§ **Consignes**:
Transcrivez fidèlement, s'il vous plaît, le passage du texte cité ci-dessous compris entre « Ainsi, comme me » et « aux trois films. », ces deux extrémités incluses.

§ **Texte cité**:
☆ ☆ ☆ ☆
Écrire est un engagement pour moi. J’incarne jusqu’à l’écriture et la non-écriture une certaine dialectique du refus propre à l’écrivain négatif telle qu’expliquée de façon extensive par Patrick Tillard dans l’essai De Bartleby aux écrivains négatifs. Une approche de la négation. Plus explicitement, je considère que quand nous écrivons une certaine prise de responsabilité accompagne notre prise de parole. En conséquent de quoi, je considère que la formule de www.vigile.net se prête à un tel type d’exercice. En effet, nous sommes une communauté de personnes qui écrivent pour développer divers thèmes reliés à la politique telle que vue sous la lorgnette de l’indépendance nationale du Québec.
Si je vous parle de l’essai de Patrick Tillard, c’est que j’ai centré deux de mes travaux de fin de session universitaire en études littéraires autour des idées qu’il a amenées. Parallèlement à ceci, je réfléchissais au genre de rétrospective dont j’aimerais vous faire part pour négocier le tournant 2011-12. Sans plus tarder, je passe à la prochaine référence-clé contenue dans mon titre : Fernando Pessoa et la référence-phare Le livre de l’intranquillité. D’une certaine manière, cette référence s’impose à quiconque veut étudier l’optique indépendantiste et recouvrir l’aspect davantage culturel des réalisations de nos écrivains et artistes.
Récemment encore, Richard Le Hir et Bernard Desgagné nous ont fait le plaisir de partager certaines préoccupations quant à une conception de guerre, l’évolution des choses au chapitre des relations internationales et l’importance de se conscientiser face à des dispositifs de discours qui font tache d’huile dans l’opinion publique. Pour ma part, fort de mes études de communication et politique en plus de mon engagement dans la contrée littéraire, j’estime important de vous faire connaître de temps à autre des écrivains, des poètes qui peuvent parfois influencer un certain stade de nos réflexions.
Ainsi, comme me l’observait ma copine un de ces jours, nous pouvons voir la référence du livre de l’intranquillité dans la troisième séquence qui clôt le triptyque contenu des films Déclin de l’empire américain et Invasions barbares, L’Âge des Ténèbres. Film moins remarqué que ses prédécesseurs, L’Âge des Ténèbres ne m’avait pas suscité un grand enthousiasme à l’époque. Il me faudrait néanmoins le revoir pour mieux comprendre ce que Denys Arcand voulait bien nous transmettre. Fait à noter, Pierre Curzi a participé aux trois films.
Comment aborder Fernando Pessoa sans passer par Le livre de l’intranquillité? Passage obligé ou convenu pour entreprendre l’œuvre, ce dernier livre détient l’une des clés pour percer les énigmes de l’œuvre pessoenne. Bernardo Soares est le semi-hétéronyme que Fernando Pessoa identifie comme celui qui lui ressemble au plus près de sa psyché intime. Nous devons cependant signaler que Fernando Pessoa fait preuve d’humour par ailleurs et que Bernardo Soares passe, pour nombre de commentateurs, comme le dépositaire du Fernando Pessoa dépressif.
☆ ☆ ☆ ☆
§ **Données fournies**:
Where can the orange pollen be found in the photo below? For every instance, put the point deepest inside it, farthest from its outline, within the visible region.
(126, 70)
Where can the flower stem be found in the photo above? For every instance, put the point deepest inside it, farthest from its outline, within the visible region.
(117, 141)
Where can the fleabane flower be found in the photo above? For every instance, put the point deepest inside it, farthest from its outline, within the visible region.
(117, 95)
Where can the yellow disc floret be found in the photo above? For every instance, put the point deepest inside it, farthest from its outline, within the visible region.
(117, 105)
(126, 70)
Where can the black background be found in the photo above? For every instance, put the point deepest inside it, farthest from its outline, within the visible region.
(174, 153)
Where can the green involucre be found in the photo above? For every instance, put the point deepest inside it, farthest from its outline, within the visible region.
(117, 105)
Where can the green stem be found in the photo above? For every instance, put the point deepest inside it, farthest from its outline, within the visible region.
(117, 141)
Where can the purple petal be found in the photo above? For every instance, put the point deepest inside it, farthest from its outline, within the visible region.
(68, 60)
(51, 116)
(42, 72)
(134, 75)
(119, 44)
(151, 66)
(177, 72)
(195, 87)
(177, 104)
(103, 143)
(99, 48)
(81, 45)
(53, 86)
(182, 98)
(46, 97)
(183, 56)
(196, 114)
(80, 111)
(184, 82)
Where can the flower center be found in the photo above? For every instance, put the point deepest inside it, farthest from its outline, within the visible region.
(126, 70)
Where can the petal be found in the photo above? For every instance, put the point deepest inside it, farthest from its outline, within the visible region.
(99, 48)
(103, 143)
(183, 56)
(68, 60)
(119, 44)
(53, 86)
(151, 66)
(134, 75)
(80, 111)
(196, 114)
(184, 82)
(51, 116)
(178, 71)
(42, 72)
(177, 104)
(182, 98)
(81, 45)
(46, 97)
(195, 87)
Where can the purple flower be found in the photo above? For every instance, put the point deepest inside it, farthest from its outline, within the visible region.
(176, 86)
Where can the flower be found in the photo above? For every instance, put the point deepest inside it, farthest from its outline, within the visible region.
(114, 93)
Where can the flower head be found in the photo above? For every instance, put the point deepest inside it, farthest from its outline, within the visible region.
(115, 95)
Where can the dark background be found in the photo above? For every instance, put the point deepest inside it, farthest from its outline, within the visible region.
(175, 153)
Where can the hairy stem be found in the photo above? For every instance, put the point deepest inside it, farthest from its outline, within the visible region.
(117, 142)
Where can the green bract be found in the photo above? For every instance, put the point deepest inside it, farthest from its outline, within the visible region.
☆ ☆ ☆ ☆
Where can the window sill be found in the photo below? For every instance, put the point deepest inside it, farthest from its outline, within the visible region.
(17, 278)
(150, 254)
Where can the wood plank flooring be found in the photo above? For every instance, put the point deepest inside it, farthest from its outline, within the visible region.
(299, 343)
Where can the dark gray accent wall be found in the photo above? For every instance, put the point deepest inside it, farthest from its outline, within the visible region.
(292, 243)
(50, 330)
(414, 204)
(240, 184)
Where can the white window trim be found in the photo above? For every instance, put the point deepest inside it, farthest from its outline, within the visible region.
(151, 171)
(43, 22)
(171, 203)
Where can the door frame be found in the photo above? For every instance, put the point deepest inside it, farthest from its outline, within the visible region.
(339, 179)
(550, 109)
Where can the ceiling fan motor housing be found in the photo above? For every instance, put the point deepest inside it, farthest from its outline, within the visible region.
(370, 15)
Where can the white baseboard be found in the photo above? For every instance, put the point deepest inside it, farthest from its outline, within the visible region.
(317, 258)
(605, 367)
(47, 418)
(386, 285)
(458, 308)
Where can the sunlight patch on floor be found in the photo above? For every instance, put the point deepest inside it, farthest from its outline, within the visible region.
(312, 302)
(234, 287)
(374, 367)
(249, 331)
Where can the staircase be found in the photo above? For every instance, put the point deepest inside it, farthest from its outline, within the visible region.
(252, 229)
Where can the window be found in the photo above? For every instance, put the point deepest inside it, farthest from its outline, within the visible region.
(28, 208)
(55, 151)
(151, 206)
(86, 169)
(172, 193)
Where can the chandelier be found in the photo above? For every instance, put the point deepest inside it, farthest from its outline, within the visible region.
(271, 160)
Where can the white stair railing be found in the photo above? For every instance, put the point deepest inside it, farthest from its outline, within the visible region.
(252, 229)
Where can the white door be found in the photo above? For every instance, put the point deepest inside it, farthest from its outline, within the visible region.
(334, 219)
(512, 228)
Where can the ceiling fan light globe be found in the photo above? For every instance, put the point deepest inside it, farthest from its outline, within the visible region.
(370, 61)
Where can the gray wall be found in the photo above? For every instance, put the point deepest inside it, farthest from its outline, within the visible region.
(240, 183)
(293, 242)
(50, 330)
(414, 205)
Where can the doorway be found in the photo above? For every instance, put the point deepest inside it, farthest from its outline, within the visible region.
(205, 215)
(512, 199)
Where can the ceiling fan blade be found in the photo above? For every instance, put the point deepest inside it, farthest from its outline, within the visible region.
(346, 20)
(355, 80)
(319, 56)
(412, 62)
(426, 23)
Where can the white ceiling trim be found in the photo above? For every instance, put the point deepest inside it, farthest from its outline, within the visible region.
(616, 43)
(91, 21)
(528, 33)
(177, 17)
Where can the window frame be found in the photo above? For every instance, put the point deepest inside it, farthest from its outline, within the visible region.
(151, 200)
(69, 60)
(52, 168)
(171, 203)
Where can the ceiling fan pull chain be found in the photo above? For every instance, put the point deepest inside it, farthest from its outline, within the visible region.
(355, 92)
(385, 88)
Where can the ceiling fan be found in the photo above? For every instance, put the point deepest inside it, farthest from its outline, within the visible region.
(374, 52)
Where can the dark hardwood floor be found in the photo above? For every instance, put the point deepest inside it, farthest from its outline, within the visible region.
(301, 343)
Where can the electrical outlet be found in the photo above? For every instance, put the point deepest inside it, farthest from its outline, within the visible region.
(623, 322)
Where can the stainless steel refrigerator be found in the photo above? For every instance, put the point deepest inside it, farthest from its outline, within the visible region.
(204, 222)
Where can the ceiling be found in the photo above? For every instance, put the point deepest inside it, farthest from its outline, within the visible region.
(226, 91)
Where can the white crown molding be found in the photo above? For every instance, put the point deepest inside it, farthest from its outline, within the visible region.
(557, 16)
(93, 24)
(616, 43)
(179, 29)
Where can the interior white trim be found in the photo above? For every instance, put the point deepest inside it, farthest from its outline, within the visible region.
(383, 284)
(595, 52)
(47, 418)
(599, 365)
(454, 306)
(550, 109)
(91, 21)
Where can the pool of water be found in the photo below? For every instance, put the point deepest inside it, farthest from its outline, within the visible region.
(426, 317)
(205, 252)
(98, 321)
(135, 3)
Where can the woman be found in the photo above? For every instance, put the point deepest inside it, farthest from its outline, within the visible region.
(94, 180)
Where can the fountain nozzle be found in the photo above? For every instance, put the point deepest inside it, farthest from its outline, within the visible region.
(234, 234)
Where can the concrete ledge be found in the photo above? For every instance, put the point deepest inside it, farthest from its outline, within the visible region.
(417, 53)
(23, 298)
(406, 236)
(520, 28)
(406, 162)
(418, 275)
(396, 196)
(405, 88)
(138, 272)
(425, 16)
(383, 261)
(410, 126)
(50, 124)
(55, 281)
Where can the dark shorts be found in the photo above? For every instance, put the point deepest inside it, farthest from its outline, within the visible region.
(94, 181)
☆ ☆ ☆ ☆
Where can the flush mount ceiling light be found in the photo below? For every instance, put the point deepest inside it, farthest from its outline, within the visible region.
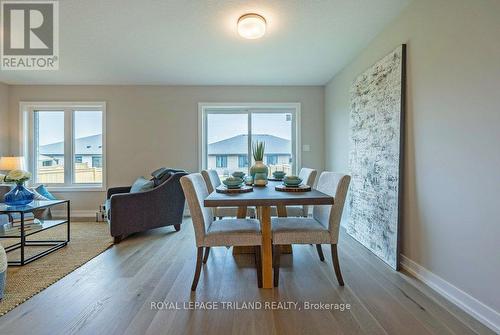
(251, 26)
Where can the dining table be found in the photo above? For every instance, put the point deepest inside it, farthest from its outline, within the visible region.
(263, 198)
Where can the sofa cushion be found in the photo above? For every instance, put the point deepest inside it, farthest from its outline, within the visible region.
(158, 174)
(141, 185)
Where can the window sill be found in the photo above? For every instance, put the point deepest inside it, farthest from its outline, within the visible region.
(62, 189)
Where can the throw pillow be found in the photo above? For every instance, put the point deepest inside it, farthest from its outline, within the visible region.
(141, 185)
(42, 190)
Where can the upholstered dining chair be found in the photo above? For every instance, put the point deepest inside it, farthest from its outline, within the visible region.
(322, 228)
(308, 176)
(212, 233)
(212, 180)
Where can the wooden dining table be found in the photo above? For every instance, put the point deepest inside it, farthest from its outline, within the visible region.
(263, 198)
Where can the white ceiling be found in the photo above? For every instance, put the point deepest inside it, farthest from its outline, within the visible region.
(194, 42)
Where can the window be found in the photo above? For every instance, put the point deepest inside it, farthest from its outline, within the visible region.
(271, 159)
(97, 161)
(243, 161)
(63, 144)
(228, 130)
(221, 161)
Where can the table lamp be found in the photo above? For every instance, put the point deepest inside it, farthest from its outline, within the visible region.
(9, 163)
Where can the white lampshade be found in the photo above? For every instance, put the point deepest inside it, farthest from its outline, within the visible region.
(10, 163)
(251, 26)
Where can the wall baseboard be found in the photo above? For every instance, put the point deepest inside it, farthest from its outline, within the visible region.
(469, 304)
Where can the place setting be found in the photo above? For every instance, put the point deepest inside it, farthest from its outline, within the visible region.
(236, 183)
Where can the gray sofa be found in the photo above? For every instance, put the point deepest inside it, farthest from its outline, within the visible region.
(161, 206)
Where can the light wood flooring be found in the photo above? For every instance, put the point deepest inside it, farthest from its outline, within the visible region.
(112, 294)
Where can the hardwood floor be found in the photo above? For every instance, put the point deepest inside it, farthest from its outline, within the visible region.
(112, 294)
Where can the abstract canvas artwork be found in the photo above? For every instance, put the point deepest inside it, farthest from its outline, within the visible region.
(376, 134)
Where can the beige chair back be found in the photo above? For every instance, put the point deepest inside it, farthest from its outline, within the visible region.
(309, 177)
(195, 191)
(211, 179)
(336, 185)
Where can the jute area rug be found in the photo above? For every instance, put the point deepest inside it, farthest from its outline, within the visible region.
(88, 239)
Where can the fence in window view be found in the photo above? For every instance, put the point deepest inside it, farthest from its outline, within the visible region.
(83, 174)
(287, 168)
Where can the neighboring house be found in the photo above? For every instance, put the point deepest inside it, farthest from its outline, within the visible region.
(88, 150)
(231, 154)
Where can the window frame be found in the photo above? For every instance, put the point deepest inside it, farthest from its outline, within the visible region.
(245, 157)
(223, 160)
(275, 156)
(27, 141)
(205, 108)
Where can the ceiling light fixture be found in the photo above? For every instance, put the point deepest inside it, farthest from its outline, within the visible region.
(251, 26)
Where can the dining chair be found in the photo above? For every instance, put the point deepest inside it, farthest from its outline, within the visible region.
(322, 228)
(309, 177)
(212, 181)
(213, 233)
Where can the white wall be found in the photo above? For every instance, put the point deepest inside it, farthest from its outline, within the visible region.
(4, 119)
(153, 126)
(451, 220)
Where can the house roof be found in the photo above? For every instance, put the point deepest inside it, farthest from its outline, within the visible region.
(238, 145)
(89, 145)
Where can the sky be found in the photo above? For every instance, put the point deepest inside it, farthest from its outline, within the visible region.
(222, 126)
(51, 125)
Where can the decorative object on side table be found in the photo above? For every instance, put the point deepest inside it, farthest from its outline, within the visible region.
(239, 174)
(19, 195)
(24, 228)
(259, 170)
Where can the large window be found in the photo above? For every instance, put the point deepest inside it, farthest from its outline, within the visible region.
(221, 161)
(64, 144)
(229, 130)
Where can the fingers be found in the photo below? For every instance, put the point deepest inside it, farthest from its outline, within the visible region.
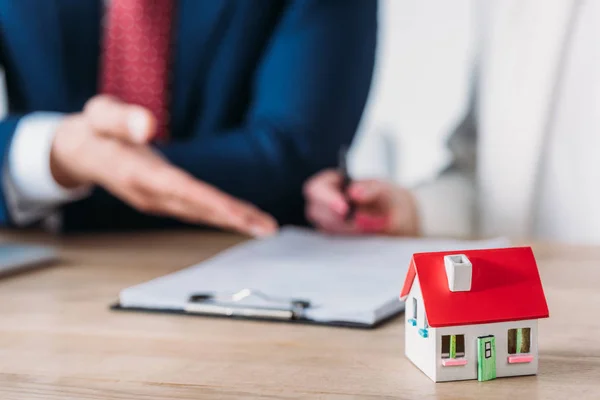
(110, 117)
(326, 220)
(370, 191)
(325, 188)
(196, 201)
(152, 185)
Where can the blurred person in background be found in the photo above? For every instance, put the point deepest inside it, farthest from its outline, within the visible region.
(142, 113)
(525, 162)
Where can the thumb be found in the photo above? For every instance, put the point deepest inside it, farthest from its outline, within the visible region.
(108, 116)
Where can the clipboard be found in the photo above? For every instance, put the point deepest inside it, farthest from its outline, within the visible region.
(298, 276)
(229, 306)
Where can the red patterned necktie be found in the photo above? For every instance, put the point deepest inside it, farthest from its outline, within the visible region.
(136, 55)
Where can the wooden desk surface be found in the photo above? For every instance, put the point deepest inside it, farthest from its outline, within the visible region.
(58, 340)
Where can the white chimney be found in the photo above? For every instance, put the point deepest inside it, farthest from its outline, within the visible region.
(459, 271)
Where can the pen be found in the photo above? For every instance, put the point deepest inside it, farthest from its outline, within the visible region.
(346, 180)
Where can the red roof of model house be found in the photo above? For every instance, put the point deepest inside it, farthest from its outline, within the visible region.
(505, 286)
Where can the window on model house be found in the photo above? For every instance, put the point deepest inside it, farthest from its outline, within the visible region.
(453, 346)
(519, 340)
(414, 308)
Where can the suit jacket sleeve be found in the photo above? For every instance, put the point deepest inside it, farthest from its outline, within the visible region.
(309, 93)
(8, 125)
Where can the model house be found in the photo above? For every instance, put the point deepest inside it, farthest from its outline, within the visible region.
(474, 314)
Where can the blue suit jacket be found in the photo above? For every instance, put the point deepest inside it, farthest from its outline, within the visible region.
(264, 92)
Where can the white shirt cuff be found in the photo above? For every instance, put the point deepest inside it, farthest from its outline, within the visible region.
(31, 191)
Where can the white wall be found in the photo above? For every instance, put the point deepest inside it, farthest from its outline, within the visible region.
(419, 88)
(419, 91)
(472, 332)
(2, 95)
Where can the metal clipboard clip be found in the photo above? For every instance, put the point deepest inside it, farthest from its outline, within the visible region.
☆ ☆ ☆ ☆
§ **Corrigé**:
Ainsi, comme me l’observait ma copine un de ces jours, nous pouvons voir la référence du livre de l’intranquillité dans la troisième séquence qui clôt le triptyque contenu des films Déclin de l’empire américain et Invasions barbares, L’Âge des Ténèbres. Film moins remarqué que ses prédécesseurs, L’Âge des Ténèbres ne m’avait pas suscité un grand enthousiasme à l’époque. Il me faudrait néanmoins le revoir pour mieux comprendre ce que Denys Arcand voulait bien nous transmettre. Fait à noter, Pierre Curzi a participé aux trois films.